● **Source**:
« Voilà ce que je voulais me faire dire, » lui répliquai-je galamment.
Au moment où je débitais à doña Julia cette fadeur à l’eau de rose dont je puis avouer ici que je ne pensais pas un traître mot, l’œuvre de Gavarni, qui a pour titre : Ce qu’on dit et ce qu’on pense, me revint à l’idée. Certes, si la déesse de Pintobamba eût pu lire dans mon esprit, elle eût été scandalisée de la pensée qui s’y formulait en toutes lettres au moment même ou je lui décochais ce madrigal ; mais pour sa félicité, aussi bien que pour son malheur, l’espèce humaine sera toujours dupe des apparences.
La journée se passa gaiement. On mangea des fruits et des sucreries tout en vidant quelques bouteilles, et quand vint l’heure du dîner, on se mit à table sans appétit. Vers le soir, des dames d’Urubamba, en toilette prétentieuse, arrivèrent au bras de leurs cavaliers. Après les compliments d’usage et des santés échangées entre les convives de la journée et les nouveaux venus, deux guitaristes, loués pour la soirée, s’allèrent poster dans un coin, et le bal s’ouvrit par une de ces valses locales où les couples d’abord enlacés, se séparent, frappent dans leurs mains, se tournent le dos, s’enlacent de nouveau et rappellent, par leurs évolutions bizarres, ces automates en bois peint qu’on voit défiler processionnellement dans l’entre-caisson de certains orgues de Crémone. À cette valse succédèrent les danses caractéristiques de la Côte et de la Sierra ; et comme la dive bouteille allait toujours son train et que les toasts ne discontinuaient pas, vers minuit l’enthousiasme des conviés grondait à l’égal du tonnerre.
Comptant partir au petit jour, j’allai prendre congé de doña Julia, et m’excusai d’abandonner la fête à son plus haut degré d’animation. Je la priai d’être mon interprète au près de son mari, qu’une de ces indispositions qui ne résistent pas au sommeil et à quelques tasses de thé léger venait d’obliger à quitter la salle. Je terminai par une promesse formelle de donner de mes nouvelles à la déesse de Pintobamba, si le ciel me permettait d’arriver sain et sauf au terme de mon voyage : puis, comme je la saluais et lui tendais la main, elle appela sa chola de confiance.
« La chambre de don Pablo est-elle prête ? lui demanda-t-elle.
— Si señora, répondit celle-ci.
— As-tu remis à son domestique des boîtes de confitures pour le voyage ?

Éléments stockés
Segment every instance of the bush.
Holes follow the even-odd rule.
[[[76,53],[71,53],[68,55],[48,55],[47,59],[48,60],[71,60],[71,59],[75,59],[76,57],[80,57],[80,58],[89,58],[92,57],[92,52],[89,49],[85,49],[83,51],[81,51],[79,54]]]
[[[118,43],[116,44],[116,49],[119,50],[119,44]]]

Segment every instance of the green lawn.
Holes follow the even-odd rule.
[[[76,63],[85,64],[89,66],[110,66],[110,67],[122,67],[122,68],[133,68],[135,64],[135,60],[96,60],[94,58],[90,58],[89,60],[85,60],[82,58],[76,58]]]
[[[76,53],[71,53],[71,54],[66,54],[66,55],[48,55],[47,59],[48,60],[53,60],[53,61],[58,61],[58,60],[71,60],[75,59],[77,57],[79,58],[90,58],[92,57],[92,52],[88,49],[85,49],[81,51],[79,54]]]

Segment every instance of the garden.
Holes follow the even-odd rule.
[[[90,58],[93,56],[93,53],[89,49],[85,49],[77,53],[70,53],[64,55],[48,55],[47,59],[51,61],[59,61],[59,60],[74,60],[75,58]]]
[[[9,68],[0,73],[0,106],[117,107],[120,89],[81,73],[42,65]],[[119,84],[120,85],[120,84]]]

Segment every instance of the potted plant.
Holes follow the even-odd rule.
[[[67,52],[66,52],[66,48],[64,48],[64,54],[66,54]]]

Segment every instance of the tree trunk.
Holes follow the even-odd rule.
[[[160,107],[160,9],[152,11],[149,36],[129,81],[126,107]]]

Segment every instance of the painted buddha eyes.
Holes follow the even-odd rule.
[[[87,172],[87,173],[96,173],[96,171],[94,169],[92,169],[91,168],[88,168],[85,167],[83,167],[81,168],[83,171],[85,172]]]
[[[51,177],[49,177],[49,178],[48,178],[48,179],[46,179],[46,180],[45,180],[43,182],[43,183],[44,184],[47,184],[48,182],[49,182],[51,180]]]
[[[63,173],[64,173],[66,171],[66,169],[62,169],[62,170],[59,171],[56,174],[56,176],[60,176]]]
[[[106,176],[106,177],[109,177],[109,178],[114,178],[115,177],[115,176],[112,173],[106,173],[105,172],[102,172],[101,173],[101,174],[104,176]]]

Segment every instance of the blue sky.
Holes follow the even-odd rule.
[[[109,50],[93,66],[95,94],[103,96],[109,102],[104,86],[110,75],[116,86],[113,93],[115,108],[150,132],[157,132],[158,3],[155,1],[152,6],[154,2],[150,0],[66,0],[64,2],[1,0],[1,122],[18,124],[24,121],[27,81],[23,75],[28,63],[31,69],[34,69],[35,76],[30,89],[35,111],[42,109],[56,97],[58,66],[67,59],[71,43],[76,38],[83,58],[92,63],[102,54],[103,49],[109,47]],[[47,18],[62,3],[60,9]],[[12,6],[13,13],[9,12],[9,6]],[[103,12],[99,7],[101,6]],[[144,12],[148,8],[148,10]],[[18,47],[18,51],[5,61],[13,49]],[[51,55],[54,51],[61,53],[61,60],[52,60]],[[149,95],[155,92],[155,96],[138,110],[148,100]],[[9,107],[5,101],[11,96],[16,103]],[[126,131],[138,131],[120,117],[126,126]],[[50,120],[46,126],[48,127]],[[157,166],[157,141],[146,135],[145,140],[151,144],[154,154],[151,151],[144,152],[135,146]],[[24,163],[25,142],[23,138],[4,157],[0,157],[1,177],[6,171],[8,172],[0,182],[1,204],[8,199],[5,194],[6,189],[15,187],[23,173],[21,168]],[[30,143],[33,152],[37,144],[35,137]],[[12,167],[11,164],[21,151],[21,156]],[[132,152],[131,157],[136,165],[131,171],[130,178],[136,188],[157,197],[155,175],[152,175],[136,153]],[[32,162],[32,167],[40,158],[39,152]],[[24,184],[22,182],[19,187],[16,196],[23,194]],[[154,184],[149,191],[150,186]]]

● **Objectifs**:
1. Indiquez si chacun des énoncés suivants concorde avec le récit en répondant par oui ou par non, puis citez textuellement les mots du récit qui tranchent. (a) Le mari de doña Julia a dû quitter la salle à cause d'une indisposition. (b) Le bal s'ouvrit par une danse caractéristique de la Côte. (c) Des dames d'Urubamba arrivèrent vers le soir.
2. Reproduisez à l'identique les lignes des enregistrements, de la ligne contenant « Segment every instance of the painted » jusqu'à la fin des enregistrements, ces deux bornes comprises.

● **Réponses par consigne**:
1.
(a) Oui : « qu’une de ces indispositions qui ne résistent pas au sommeil et à quelques tasses de thé léger venait d’obliger à quitter la salle »
(b) Non : « le bal s’ouvrit par une de ces valses locales »
(c) Oui : « Vers le soir, des dames d’Urubamba, en toilette prétentieuse, arrivèrent au bras de leurs cavaliers. »

2.
Segment every instance of the painted buddha eyes.
Holes follow the even-odd rule.
[[[87,172],[87,173],[96,173],[96,171],[94,169],[92,169],[91,168],[88,168],[85,167],[83,167],[81,168],[83,171],[85,172]]]
[[[51,177],[49,177],[49,178],[48,178],[48,179],[46,179],[46,180],[45,180],[43,182],[43,183],[44,184],[47,184],[48,182],[49,182],[51,180]]]
[[[63,173],[64,173],[66,171],[66,169],[62,169],[62,170],[59,171],[56,174],[56,176],[60,176]]]
[[[106,176],[106,177],[109,177],[109,178],[114,178],[115,177],[115,176],[112,173],[106,173],[105,172],[102,172],[101,173],[101,174],[104,176]]]

Segment every instance of the blue sky.
Holes follow the even-odd rule.
[[[109,50],[93,66],[95,94],[103,96],[109,102],[104,86],[110,75],[116,86],[113,93],[115,108],[150,132],[157,132],[158,3],[155,1],[152,6],[154,2],[150,0],[66,0],[64,2],[1,0],[1,122],[18,124],[24,121],[27,81],[23,75],[28,63],[31,69],[34,69],[35,76],[30,89],[35,111],[42,109],[56,97],[58,66],[67,59],[71,43],[76,38],[83,58],[92,63],[102,54],[103,49],[109,47]],[[47,18],[62,3],[60,9]],[[12,6],[13,13],[9,12],[9,6]],[[103,12],[99,7],[101,6]],[[144,12],[148,8],[148,10]],[[18,47],[18,51],[5,61],[13,49]],[[51,55],[54,51],[61,53],[61,60],[52,60]],[[149,95],[155,92],[155,96],[138,110],[148,100]],[[9,107],[5,101],[11,96],[16,103]],[[126,131],[138,131],[120,117],[126,126]],[[50,120],[46,126],[48,127]],[[157,166],[157,141],[146,135],[145,140],[151,144],[154,154],[151,151],[144,152],[135,146]],[[24,163],[25,142],[23,138],[4,157],[0,157],[1,177],[6,171],[8,172],[0,182],[1,204],[8,199],[5,194],[6,189],[15,187],[23,173],[21,168]],[[30,143],[33,152],[37,144],[35,137]],[[12,167],[11,164],[21,151],[21,156]],[[132,152],[131,157],[136,165],[131,171],[130,178],[136,188],[157,197],[155,175],[152,175],[136,153]],[[32,162],[32,167],[40,158],[39,152]],[[24,184],[22,182],[19,187],[16,196],[23,194]],[[154,184],[149,191],[150,186]]]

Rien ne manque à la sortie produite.